**EXERCISE AIM**
An exact, complete copy of the entries is needed, with the pictures left out.

**Natural language region descriptions**
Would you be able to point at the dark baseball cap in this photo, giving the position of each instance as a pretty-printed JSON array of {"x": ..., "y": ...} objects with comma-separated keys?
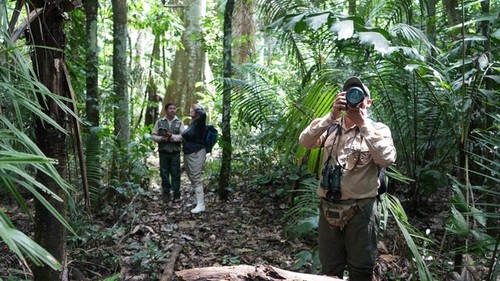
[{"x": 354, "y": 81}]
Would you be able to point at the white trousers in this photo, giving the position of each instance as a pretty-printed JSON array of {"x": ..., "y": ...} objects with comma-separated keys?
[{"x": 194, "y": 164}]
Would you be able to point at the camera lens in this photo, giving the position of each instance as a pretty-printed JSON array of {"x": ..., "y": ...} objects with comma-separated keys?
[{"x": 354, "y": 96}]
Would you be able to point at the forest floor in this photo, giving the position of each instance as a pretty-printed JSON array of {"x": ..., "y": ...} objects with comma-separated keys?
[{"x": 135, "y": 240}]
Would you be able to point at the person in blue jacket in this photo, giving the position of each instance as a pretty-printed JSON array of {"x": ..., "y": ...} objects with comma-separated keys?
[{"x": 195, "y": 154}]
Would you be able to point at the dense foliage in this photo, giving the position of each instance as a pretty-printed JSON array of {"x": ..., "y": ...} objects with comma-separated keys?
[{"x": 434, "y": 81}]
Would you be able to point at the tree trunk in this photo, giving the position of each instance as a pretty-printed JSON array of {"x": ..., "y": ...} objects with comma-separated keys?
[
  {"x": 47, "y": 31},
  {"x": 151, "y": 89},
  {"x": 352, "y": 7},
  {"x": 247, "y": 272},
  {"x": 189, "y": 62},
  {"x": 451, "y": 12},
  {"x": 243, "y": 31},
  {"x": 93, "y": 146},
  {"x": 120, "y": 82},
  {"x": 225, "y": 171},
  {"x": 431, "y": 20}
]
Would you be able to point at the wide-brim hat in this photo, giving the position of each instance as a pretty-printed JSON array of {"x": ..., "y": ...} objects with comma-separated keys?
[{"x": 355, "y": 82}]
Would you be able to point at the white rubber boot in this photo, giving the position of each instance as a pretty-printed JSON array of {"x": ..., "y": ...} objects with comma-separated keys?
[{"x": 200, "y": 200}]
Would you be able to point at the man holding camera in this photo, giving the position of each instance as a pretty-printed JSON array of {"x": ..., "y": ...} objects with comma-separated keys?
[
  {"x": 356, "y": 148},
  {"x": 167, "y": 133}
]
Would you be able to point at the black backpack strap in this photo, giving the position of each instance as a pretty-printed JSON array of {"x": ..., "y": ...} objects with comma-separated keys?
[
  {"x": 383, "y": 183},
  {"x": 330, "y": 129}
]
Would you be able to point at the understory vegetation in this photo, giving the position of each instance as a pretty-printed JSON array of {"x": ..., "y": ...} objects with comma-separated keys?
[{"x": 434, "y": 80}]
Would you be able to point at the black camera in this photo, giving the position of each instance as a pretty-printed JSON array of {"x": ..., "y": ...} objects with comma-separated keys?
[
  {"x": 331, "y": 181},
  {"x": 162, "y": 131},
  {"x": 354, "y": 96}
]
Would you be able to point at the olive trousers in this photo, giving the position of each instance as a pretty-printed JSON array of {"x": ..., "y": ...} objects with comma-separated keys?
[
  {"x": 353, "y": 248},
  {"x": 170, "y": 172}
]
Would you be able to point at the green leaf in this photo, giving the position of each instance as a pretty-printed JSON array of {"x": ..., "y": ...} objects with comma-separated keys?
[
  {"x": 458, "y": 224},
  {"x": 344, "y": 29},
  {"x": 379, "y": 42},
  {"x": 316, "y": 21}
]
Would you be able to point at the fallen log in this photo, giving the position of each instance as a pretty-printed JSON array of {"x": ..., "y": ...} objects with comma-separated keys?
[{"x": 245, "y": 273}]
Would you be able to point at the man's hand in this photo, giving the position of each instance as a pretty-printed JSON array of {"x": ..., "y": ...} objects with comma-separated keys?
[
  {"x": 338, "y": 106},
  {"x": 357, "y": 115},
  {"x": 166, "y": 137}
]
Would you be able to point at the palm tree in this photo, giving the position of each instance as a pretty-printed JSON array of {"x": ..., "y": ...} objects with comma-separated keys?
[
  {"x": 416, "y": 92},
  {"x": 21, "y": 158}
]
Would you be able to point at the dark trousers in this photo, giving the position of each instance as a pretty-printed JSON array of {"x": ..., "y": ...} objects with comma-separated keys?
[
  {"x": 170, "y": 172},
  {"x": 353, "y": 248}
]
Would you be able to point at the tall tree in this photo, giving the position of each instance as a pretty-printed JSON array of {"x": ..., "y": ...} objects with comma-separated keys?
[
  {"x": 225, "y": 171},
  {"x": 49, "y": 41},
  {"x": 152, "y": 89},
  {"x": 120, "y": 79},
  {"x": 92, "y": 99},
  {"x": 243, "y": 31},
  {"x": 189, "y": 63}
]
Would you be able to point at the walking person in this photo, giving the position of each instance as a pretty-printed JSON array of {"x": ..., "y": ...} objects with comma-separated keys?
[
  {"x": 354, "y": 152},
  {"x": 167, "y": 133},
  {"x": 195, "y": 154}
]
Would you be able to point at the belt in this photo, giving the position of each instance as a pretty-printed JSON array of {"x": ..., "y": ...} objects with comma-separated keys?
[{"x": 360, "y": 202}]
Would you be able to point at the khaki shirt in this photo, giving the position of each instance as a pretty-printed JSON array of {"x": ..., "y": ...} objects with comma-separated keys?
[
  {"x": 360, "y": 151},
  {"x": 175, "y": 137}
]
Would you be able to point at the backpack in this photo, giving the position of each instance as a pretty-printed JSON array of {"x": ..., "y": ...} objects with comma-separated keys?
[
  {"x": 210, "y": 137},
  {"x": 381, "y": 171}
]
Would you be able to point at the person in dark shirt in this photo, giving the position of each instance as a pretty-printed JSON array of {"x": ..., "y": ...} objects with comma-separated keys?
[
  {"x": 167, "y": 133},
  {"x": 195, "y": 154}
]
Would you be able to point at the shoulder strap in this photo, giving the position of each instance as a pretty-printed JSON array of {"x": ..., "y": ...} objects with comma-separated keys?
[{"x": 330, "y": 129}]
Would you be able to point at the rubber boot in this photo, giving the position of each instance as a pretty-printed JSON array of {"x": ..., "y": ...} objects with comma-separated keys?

**EXPECTED OUTPUT**
Would you be able to point at the dark baseball cap in this photo, giving the position of each instance as a pretty-printed JSON array of {"x": ..., "y": ...} objects with comma-separated keys?
[{"x": 354, "y": 81}]
Would you be able to point at the white trousers in this photo, giving the position of each instance as a pretty-printed JSON array of {"x": ..., "y": ...} objects with comma-separated keys?
[{"x": 194, "y": 164}]
Would you be able to point at the camera lens in this photo, giving the position of each instance as a pretty-printed JSON array of {"x": ..., "y": ...} objects with comma-separated keys?
[{"x": 354, "y": 96}]
Would you be able to point at the forest floor in this photo, giving the position of each instance as a pretty-printed JSON array of {"x": ..., "y": ...} objects with comma-separated keys?
[{"x": 135, "y": 240}]
Would you be able to point at the person in blue jacket in this photo, giving the position of each instance as a pretty-printed JSON array of {"x": ..., "y": ...} objects with comma-separated keys?
[{"x": 195, "y": 154}]
Would you be able to point at the dense foliage in this photo, giving the position of each instance as a pretty-printed JSON array of {"x": ..., "y": ...} objects with comma-separated keys?
[{"x": 434, "y": 81}]
Would you be able to point at the tree trunk in this photo, giving the position of each instance as a pretty-printed JSON array of {"x": ..., "y": ...} objects with comma-separated keys?
[
  {"x": 47, "y": 31},
  {"x": 151, "y": 89},
  {"x": 352, "y": 7},
  {"x": 247, "y": 272},
  {"x": 189, "y": 62},
  {"x": 451, "y": 12},
  {"x": 243, "y": 31},
  {"x": 93, "y": 146},
  {"x": 120, "y": 82},
  {"x": 225, "y": 171},
  {"x": 431, "y": 20}
]
Would you be able to point at the wide-brim hat in this photo, giving the position of each instance as a pretty-printed JSON array of {"x": ..., "y": ...} objects with comma-separated keys?
[{"x": 355, "y": 82}]
Would you be able to point at the white rubber boot in this photo, giving the position of each instance as a pretty-printed JSON array of {"x": ..., "y": ...} objects with comma-separated keys?
[{"x": 200, "y": 200}]
Would you be able to point at the man holding camera in this photo, giving the position of each instance as a pretty-printed JSON array of {"x": ..., "y": ...} objects with comma-separated keys?
[
  {"x": 356, "y": 148},
  {"x": 167, "y": 133}
]
Would you be able to point at the black backpack strap in this photo, giving the position of each instance as a pretty-printed JSON array of {"x": ..., "y": ...} objects with comma-separated keys?
[
  {"x": 383, "y": 183},
  {"x": 330, "y": 129}
]
Would you be able to point at the understory vegetation in this photo, giving the position of each instance as a pretty-printed JSON array of {"x": ..., "y": ...} objects with comma-separated keys?
[{"x": 434, "y": 80}]
Would you be able to point at the black camera in this photo, giving the position of each instance as a pretty-printed JSON array of {"x": ..., "y": ...} objects with comma-separated keys?
[
  {"x": 331, "y": 181},
  {"x": 162, "y": 131},
  {"x": 354, "y": 96}
]
Would you be able to point at the olive trousers in this photo, giving the position of each instance as a pretty-printed JSON array of {"x": ..., "y": ...} objects with comma-separated keys?
[
  {"x": 353, "y": 248},
  {"x": 170, "y": 172}
]
Would you be able to point at the green leaf in this photo, giving the position of each instance as a pretty-printed JSON array of {"x": ..., "y": ...} objects with comma-separated keys?
[
  {"x": 458, "y": 224},
  {"x": 344, "y": 29},
  {"x": 379, "y": 42},
  {"x": 316, "y": 21}
]
Would you be able to point at the fallen log in this photo, giving the position of each instance as a pretty-printed JSON array of {"x": ..., "y": ...} objects with comma-separated keys?
[{"x": 245, "y": 273}]
Would you be able to point at the man's hand in this photo, giving the position of each instance as a pretty-printed JSON array of {"x": ..., "y": ...} objects with comma-separated keys?
[
  {"x": 338, "y": 106},
  {"x": 357, "y": 115},
  {"x": 166, "y": 137}
]
Would you be able to point at the palm tree in this photo, giving the position of each instance as a pretty-printed JSON array of {"x": ..., "y": ...} objects with comma-separated keys?
[
  {"x": 416, "y": 92},
  {"x": 21, "y": 158}
]
Would you be able to point at the dark trousers in this photo, giving the position of each instance as a pretty-printed JSON array of {"x": ..., "y": ...} objects with comma-separated keys?
[
  {"x": 170, "y": 172},
  {"x": 353, "y": 248}
]
Would you be able to point at the tall tree in this photo, giving the position of each instance as a pretty-printed JSON array of {"x": ..., "y": ...} objects with comma-separated keys?
[
  {"x": 225, "y": 171},
  {"x": 49, "y": 41},
  {"x": 152, "y": 89},
  {"x": 120, "y": 79},
  {"x": 92, "y": 99},
  {"x": 243, "y": 31},
  {"x": 189, "y": 63}
]
Would you be able to point at the walking person in this photo, giving the position of each instance as a pretty-printed JSON array of {"x": ..., "y": ...} objects with comma-separated keys?
[
  {"x": 354, "y": 152},
  {"x": 167, "y": 133},
  {"x": 195, "y": 154}
]
Would you be able to point at the belt in this photo, giving the position of each instance as a pretty-printed JSON array of {"x": ..., "y": ...} objects with comma-separated keys?
[{"x": 360, "y": 202}]
Would you be able to point at the khaki shirt in this photo, giving the position of each instance as a pretty-printed JSON array of {"x": ..., "y": ...} objects with comma-separated keys?
[
  {"x": 360, "y": 151},
  {"x": 175, "y": 137}
]
Would you be able to point at the backpack in this photo, giving the position of each instance as a pretty-printed JSON array of {"x": ..., "y": ...} objects with comma-separated keys?
[
  {"x": 210, "y": 137},
  {"x": 381, "y": 171}
]
Would you be able to point at the person in dark shirt in this photo, giving the position of each instance as a pretty-printed JSON array of {"x": ..., "y": ...} objects with comma-separated keys?
[
  {"x": 167, "y": 133},
  {"x": 195, "y": 154}
]
Would you be able to point at the shoulder strap in this photo, giving the position of each instance as a pretty-printed JSON array of {"x": ..., "y": ...} objects with comma-separated keys?
[{"x": 330, "y": 129}]
Would you be able to point at the rubber boot in this photo, giving the position of each instance as a pretty-printed JSON array of {"x": ..., "y": ...} objects with comma-separated keys?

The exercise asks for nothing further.